▶ [Records for the task]
====
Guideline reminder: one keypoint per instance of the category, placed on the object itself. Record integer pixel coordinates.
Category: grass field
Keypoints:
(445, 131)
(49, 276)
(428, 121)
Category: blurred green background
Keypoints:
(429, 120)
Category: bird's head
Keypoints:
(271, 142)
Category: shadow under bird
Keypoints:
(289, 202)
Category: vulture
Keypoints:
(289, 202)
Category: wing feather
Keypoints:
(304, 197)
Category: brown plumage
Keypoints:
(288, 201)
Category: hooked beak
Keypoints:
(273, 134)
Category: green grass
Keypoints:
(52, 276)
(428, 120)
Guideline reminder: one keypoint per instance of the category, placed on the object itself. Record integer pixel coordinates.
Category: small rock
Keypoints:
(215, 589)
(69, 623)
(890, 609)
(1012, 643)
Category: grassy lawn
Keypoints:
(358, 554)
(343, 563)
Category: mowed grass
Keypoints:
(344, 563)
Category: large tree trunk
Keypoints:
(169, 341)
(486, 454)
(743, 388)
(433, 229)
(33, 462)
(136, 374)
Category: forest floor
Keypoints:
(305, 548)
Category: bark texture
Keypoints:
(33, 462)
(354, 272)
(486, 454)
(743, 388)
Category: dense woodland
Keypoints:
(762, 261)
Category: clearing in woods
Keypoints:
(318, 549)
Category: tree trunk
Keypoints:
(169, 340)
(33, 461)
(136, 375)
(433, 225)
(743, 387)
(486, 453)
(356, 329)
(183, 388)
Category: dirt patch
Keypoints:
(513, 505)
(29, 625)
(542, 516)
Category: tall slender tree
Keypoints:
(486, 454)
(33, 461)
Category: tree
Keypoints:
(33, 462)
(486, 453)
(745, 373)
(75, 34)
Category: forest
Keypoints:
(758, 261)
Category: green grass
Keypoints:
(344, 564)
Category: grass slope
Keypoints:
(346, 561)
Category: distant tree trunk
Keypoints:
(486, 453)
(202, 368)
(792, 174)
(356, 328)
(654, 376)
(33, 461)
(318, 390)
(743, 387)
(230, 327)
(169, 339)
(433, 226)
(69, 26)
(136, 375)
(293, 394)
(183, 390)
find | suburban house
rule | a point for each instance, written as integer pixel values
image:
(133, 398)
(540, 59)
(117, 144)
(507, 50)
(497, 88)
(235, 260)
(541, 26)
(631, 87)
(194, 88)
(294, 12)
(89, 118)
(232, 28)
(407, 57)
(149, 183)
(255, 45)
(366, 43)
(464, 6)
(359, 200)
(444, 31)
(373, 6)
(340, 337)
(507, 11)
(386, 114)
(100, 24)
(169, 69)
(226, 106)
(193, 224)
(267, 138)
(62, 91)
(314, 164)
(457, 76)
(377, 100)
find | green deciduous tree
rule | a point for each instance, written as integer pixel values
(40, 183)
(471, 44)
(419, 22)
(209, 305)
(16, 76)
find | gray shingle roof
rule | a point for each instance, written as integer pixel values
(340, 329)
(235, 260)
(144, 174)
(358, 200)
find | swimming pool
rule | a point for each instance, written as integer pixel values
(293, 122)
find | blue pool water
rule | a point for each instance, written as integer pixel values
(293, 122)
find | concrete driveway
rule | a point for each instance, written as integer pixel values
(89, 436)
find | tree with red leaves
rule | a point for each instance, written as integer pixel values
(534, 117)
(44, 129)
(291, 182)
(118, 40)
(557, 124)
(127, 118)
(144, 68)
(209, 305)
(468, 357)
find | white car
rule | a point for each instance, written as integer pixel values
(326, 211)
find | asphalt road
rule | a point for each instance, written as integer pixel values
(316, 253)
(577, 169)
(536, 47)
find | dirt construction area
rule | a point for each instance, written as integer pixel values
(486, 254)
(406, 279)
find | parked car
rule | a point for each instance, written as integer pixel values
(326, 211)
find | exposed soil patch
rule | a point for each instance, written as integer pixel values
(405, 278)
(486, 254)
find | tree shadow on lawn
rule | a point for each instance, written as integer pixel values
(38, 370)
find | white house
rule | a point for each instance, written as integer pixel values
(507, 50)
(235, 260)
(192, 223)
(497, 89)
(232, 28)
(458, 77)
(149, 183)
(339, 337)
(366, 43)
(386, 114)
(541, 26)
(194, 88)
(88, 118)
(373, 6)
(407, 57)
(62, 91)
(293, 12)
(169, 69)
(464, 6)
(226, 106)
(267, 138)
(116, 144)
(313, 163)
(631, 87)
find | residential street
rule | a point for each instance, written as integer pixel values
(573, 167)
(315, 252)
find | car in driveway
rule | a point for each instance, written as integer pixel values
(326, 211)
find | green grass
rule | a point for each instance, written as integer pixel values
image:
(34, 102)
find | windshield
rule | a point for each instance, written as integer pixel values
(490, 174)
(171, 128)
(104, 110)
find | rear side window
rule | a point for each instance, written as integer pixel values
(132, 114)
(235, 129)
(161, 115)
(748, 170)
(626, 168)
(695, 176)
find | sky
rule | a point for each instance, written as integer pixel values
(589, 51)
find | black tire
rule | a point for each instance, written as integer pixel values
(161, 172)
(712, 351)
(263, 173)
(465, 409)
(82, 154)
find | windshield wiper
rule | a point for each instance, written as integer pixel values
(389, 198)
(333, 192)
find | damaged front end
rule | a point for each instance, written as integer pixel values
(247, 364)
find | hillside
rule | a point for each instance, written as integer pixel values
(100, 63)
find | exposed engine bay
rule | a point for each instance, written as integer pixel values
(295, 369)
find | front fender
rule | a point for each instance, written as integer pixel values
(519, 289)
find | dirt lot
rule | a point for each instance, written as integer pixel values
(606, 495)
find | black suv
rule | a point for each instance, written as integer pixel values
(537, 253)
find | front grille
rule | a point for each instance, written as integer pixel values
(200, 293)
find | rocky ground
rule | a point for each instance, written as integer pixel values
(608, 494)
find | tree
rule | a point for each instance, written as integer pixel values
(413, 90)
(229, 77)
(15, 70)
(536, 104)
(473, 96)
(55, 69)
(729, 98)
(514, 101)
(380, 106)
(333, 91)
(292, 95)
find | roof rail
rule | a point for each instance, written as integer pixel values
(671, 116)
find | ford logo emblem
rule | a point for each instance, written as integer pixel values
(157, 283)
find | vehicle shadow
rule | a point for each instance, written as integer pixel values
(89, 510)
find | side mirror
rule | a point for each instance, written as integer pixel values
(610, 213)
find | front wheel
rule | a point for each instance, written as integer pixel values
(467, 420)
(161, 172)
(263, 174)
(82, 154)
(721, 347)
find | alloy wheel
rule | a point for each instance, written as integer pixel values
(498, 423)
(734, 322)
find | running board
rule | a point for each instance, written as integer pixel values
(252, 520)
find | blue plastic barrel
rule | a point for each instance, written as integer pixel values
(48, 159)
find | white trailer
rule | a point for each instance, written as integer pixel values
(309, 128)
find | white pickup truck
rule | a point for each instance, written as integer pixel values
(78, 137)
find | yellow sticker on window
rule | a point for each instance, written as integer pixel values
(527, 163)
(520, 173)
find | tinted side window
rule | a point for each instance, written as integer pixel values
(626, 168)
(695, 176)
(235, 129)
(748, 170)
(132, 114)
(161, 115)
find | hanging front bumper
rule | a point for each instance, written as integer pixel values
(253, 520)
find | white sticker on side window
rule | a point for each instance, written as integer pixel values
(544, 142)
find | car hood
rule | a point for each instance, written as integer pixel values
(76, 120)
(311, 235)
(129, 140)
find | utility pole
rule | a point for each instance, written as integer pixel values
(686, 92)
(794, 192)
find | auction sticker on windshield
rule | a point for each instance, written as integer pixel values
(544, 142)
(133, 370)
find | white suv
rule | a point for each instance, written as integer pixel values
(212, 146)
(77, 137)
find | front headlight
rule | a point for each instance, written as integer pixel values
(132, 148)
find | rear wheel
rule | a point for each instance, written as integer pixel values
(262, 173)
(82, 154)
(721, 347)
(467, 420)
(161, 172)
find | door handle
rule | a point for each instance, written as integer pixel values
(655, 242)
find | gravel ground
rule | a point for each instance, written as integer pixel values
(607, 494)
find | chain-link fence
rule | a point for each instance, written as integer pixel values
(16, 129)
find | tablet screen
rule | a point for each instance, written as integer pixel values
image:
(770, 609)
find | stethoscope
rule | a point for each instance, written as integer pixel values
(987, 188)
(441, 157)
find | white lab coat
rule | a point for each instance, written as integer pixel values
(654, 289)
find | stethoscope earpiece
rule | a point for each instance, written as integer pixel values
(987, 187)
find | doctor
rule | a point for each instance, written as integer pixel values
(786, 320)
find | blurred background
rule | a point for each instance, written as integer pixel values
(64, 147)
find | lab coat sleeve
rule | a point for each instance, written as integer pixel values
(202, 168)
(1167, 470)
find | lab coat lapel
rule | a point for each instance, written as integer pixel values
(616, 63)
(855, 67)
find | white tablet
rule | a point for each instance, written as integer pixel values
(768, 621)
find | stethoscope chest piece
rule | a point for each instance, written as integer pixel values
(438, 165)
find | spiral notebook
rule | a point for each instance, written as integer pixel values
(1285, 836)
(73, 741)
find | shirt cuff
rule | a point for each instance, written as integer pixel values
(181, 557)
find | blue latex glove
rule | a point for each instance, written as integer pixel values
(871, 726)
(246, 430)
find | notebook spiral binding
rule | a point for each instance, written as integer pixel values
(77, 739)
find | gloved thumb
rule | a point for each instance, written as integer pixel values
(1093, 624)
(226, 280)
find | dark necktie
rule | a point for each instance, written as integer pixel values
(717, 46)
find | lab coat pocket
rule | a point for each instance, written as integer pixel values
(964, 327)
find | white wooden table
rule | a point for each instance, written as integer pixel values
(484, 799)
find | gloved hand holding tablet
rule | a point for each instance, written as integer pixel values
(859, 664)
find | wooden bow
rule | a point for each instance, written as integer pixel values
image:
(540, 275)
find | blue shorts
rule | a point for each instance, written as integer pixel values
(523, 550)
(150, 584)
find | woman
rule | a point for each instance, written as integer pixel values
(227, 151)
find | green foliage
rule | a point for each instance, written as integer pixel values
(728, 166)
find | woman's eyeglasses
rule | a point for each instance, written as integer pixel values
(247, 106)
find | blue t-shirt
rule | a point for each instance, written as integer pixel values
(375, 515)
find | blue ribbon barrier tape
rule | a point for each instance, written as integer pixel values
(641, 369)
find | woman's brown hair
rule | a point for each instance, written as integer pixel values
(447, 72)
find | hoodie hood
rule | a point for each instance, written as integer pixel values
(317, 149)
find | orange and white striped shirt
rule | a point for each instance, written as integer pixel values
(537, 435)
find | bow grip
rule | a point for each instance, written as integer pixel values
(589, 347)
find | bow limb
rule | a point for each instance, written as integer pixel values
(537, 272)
====
▶ [Task description]
The expected output is every line from the material above where "wheel" can be found.

▶ [Answer section]
find | front wheel
find | alloy wheel
find | rear wheel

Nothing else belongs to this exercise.